* **DATASET EXTRACT**
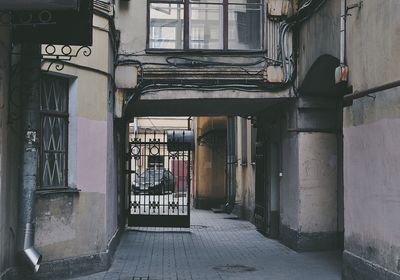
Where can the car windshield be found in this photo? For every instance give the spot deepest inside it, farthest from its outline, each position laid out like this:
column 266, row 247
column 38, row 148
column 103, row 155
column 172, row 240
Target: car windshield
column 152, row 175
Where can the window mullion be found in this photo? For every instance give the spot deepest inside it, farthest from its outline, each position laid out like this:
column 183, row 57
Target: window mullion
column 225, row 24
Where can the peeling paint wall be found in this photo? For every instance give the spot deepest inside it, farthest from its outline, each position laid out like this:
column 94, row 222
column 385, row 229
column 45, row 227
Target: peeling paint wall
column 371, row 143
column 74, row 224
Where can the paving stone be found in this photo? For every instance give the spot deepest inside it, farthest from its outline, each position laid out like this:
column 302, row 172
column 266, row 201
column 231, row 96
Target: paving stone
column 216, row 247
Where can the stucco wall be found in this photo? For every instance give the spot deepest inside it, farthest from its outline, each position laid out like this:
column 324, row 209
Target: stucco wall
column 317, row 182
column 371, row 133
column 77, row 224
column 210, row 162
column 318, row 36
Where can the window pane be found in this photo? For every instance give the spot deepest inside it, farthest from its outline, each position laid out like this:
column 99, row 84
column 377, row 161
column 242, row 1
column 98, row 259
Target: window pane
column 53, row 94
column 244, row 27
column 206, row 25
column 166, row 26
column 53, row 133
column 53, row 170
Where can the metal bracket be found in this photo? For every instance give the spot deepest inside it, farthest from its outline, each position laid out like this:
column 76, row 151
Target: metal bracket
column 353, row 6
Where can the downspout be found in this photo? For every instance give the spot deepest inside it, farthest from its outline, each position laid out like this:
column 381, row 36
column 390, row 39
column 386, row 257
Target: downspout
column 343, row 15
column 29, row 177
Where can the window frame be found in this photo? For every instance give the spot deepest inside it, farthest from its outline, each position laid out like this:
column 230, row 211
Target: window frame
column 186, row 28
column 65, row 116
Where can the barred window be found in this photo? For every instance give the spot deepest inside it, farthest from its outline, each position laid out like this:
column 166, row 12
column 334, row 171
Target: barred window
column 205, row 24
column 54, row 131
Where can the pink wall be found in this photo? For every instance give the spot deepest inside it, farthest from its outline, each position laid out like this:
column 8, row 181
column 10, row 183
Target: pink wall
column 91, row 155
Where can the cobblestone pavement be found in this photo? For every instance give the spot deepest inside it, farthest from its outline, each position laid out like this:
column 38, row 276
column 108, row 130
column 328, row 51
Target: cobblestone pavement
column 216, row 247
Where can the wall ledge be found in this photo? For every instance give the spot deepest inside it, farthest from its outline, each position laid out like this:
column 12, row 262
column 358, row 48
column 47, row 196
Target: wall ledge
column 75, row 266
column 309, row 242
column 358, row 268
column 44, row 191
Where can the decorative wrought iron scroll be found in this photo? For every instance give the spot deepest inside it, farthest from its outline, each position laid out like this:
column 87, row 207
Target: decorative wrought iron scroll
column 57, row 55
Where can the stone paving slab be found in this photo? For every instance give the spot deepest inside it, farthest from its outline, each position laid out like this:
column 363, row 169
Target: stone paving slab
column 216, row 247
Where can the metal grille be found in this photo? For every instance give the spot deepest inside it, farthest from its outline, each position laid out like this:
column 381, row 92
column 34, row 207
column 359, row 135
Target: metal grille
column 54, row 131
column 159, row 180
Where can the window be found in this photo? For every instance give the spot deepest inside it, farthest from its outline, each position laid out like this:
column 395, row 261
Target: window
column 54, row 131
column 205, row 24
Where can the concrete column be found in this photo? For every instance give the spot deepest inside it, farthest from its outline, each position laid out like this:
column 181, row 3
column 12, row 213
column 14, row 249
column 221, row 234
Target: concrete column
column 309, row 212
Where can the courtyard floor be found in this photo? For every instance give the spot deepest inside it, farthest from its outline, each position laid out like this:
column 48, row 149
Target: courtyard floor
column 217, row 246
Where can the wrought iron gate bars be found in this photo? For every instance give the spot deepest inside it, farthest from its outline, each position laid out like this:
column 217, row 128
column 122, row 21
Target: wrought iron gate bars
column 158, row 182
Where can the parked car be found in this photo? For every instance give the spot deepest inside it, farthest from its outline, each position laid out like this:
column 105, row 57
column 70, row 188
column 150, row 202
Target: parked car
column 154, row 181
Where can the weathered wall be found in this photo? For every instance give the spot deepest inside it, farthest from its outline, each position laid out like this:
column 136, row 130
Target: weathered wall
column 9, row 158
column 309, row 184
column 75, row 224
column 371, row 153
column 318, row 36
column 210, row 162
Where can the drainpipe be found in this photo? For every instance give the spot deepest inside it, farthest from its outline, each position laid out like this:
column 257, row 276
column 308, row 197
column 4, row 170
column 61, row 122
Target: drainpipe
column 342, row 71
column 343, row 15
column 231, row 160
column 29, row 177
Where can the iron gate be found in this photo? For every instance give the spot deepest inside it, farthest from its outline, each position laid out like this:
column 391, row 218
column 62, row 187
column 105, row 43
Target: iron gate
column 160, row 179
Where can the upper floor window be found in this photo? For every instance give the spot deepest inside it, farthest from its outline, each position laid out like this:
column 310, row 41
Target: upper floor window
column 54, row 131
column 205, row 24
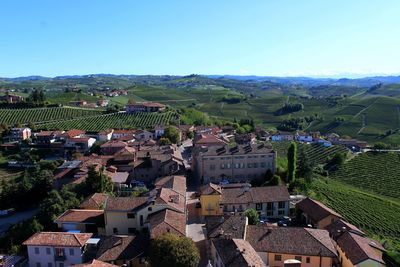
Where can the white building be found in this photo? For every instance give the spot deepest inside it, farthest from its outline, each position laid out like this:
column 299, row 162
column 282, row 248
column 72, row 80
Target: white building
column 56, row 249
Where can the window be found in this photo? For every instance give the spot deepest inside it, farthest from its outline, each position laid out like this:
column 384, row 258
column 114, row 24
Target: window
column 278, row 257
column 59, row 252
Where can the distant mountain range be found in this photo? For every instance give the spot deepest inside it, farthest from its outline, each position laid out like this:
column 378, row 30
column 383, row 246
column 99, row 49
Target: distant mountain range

* **REQUIRED ACTION**
Take the entries above and copy out all lines with the string "mountain".

* **RESPONSE**
Where can the distant mountain range be found in this photo? For every instance give the spot deepest inside it, farthest from its outline, each position laid out like this:
Target: distant mountain range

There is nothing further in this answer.